(Data records)
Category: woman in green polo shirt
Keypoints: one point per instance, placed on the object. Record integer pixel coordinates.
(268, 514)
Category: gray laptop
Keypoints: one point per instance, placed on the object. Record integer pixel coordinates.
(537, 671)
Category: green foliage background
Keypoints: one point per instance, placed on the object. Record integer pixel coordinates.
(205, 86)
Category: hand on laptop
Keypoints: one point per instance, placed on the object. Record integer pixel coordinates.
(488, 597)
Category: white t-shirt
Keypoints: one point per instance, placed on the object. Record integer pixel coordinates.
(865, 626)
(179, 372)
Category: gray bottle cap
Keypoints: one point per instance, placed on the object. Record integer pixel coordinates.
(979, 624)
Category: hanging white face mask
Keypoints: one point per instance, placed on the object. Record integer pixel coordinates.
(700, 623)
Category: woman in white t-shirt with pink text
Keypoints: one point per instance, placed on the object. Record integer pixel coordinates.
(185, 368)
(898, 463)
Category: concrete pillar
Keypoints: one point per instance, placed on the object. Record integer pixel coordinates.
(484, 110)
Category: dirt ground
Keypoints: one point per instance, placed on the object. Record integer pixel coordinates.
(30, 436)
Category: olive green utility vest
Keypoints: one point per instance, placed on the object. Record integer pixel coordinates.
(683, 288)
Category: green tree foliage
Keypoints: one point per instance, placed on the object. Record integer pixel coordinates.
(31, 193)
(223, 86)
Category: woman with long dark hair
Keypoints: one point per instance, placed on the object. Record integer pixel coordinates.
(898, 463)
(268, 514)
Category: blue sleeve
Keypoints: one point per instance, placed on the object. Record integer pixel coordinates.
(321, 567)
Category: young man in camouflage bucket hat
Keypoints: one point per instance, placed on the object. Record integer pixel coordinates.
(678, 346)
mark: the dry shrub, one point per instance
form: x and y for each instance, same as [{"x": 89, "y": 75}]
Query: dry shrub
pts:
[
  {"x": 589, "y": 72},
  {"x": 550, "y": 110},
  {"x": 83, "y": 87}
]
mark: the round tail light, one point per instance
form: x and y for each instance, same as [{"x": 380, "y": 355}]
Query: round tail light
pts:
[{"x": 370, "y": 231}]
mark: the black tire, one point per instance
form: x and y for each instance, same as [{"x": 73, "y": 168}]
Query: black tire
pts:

## INSTRUCTIONS FOR THE TASK
Every single entry above has to be copied exactly.

## RESPONSE BELOW
Category: woman in green polo shirt
Keypoints: one point per instance, placed on the object. Record integer pixel coordinates.
(268, 514)
Category: gray laptop
Keypoints: one point per instance, placed on the object. Record integer pixel coordinates.
(537, 671)
Category: green foliage background
Keypoints: one point per instance, placed on the object. Record integer pixel coordinates.
(205, 86)
Category: hand on laptop
Keypoints: one point per instance, placed on the object. Record integer pixel coordinates.
(488, 597)
Category: white t-shirt
Keypoints: one point per instance, placed on the object. Record integer pixel coordinates.
(865, 626)
(179, 372)
Category: gray bottle cap
Keypoints: one point per instance, placed on the object. Record integer pixel coordinates.
(979, 624)
Category: hanging white face mask
Keypoints: one point per instance, placed on the object. Record integer pixel coordinates.
(700, 623)
Category: woman in white t-shirt with pink text
Keypoints: one point per instance, placed on the object. Record integer pixel coordinates.
(185, 368)
(898, 463)
Category: concrete pillar
Keypoints: one point per instance, placed on the object. Record integer pixel coordinates.
(484, 110)
Category: dirt ground
Keypoints: one point per instance, placed on the object. Record integer pixel coordinates.
(30, 436)
Category: olive green utility vest
Keypoints: one point per instance, placed on the object. Record integer pixel coordinates.
(683, 288)
Category: green tree foliage
Keypoints: one point per instance, placed on the object. Record integer pixel coordinates.
(31, 193)
(223, 86)
Category: woman with long dark hair
Keypoints: one point per instance, placed on the object. Record integer pixel coordinates.
(898, 463)
(268, 514)
Category: blue sleeve
Keypoints: one point per instance, placed on the object. Record integer pixel coordinates.
(321, 567)
Category: young man in camouflage bucket hat
Keypoints: one point per instance, placed on the object. Record integer pixel coordinates.
(678, 346)
mark: the dry shrub, one point per instance
form: x and y for each instance, same as [{"x": 89, "y": 75}]
Query: dry shrub
pts:
[
  {"x": 589, "y": 72},
  {"x": 550, "y": 110},
  {"x": 83, "y": 87}
]
mark: the round tail light, one point per instance
form: x and y for each instance, same as [{"x": 380, "y": 355}]
Query: round tail light
pts:
[{"x": 370, "y": 231}]
mark: the black tire, one point per instance
form: x and y for each instance, same as [{"x": 73, "y": 168}]
Query: black tire
pts:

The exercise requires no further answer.